## WHAT THE TASK REQUIRES
Please repeat, word for word, the lines from the one with "Can you see the snow bank" through the one with "[1129, 296]", including both.
--- Start of DATASET ---
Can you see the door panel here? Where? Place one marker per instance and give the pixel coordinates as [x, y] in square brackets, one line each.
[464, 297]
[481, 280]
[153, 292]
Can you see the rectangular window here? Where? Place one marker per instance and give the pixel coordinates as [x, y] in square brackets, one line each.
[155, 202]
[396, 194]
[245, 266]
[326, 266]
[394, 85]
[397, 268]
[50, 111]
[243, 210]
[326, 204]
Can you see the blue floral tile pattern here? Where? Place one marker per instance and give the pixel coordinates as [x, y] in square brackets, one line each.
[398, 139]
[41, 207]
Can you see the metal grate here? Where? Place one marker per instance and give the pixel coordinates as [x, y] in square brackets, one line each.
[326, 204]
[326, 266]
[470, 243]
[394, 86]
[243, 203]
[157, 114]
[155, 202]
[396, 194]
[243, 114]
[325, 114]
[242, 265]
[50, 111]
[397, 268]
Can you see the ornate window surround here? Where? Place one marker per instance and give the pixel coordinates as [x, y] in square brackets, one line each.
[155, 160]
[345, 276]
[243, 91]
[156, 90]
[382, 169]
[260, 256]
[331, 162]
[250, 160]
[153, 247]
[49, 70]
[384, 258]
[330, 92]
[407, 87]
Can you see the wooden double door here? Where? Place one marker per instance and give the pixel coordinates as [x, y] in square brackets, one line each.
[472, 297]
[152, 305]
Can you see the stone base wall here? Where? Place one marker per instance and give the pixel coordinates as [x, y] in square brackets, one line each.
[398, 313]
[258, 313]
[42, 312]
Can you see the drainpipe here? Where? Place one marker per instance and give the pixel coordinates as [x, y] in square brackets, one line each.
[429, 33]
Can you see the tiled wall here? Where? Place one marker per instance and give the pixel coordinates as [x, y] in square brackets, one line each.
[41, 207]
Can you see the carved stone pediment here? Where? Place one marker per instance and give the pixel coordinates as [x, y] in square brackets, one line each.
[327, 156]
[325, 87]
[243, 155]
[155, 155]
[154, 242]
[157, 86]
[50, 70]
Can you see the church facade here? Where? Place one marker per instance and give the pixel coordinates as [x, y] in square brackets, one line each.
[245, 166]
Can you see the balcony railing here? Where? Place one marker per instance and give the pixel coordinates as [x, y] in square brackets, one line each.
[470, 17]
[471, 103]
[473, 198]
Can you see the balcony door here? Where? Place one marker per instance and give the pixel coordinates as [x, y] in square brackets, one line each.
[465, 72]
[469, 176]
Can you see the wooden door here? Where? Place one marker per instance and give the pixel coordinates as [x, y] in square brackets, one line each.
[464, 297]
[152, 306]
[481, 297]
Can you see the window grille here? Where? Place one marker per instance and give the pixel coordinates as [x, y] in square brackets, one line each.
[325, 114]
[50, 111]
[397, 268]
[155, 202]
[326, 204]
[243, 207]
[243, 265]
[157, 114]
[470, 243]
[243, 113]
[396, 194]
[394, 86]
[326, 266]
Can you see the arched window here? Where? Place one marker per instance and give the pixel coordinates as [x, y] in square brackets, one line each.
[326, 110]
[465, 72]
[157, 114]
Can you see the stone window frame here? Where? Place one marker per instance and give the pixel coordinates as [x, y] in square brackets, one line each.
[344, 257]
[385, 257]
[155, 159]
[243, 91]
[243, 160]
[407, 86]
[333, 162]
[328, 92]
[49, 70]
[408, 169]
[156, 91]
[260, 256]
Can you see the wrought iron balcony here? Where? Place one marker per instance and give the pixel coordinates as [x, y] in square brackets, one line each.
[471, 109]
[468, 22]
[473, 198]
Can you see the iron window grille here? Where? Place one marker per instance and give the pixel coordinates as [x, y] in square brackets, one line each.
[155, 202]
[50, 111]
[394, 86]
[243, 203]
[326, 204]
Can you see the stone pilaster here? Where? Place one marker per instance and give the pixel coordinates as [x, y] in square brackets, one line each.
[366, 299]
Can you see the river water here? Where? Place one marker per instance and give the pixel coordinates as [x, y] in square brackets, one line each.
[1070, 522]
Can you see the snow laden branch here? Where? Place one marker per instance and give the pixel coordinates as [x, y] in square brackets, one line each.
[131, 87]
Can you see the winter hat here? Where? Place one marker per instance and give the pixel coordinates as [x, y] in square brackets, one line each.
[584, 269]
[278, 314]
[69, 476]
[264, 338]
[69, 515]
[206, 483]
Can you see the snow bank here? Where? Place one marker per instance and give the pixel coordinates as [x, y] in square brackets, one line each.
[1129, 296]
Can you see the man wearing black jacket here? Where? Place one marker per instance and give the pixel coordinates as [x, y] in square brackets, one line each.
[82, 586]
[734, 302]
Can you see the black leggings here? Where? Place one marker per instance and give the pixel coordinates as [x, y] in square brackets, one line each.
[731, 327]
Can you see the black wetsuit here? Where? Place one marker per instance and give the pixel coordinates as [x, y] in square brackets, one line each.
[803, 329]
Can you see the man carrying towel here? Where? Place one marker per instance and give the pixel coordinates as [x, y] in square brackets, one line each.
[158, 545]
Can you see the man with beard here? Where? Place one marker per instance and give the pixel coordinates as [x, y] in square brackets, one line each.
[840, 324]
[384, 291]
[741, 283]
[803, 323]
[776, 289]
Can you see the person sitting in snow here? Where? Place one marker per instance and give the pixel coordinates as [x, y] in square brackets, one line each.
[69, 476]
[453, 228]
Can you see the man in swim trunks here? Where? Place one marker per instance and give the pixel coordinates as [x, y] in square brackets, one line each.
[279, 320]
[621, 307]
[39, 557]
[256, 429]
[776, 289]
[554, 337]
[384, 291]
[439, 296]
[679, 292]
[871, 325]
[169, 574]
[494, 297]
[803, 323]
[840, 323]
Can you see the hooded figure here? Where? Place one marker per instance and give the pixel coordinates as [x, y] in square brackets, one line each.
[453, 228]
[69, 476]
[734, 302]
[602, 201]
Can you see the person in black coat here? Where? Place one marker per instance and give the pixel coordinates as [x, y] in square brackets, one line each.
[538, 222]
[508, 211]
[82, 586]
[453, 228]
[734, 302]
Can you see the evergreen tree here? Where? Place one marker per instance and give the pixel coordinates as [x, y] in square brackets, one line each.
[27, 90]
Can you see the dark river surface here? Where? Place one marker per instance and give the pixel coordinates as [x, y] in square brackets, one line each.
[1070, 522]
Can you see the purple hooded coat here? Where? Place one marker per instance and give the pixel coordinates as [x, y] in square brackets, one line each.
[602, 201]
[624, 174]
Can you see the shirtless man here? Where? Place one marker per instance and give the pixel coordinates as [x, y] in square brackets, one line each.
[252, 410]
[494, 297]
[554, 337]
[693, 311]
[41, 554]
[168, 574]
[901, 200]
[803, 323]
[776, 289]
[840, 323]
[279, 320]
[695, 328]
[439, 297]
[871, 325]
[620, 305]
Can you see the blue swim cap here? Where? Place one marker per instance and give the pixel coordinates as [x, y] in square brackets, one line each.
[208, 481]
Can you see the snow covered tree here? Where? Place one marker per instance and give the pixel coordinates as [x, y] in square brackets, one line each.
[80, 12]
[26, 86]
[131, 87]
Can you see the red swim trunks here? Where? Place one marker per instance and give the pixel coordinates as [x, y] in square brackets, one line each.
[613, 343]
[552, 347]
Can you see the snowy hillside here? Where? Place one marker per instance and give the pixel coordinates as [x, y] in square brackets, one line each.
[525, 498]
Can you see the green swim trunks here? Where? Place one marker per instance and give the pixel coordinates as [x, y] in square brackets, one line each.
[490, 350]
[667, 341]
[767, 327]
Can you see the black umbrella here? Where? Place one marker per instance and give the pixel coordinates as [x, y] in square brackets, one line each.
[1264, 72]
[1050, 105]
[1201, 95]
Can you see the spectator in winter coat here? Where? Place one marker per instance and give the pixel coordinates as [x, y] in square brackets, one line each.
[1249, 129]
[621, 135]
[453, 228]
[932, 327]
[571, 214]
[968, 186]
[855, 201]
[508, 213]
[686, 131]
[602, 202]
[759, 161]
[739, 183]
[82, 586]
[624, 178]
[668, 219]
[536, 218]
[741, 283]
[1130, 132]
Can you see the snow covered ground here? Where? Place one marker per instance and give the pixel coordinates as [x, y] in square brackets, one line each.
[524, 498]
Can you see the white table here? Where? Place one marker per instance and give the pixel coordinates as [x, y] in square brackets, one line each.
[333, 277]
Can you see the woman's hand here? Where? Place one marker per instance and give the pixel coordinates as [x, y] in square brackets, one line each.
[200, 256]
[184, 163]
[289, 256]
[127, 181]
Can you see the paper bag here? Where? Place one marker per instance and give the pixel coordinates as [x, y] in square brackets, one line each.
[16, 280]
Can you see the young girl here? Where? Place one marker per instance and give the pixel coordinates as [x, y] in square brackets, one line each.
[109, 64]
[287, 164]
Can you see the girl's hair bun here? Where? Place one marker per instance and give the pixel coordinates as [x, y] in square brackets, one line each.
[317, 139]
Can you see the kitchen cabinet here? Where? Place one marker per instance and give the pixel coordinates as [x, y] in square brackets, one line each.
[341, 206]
--- End of DATASET ---
## FINAL RESULT
Can you see the snow bank here? Where? Place one marker per instance and give the pixel coordinates as [x, y] in square brackets, one line each.
[1129, 296]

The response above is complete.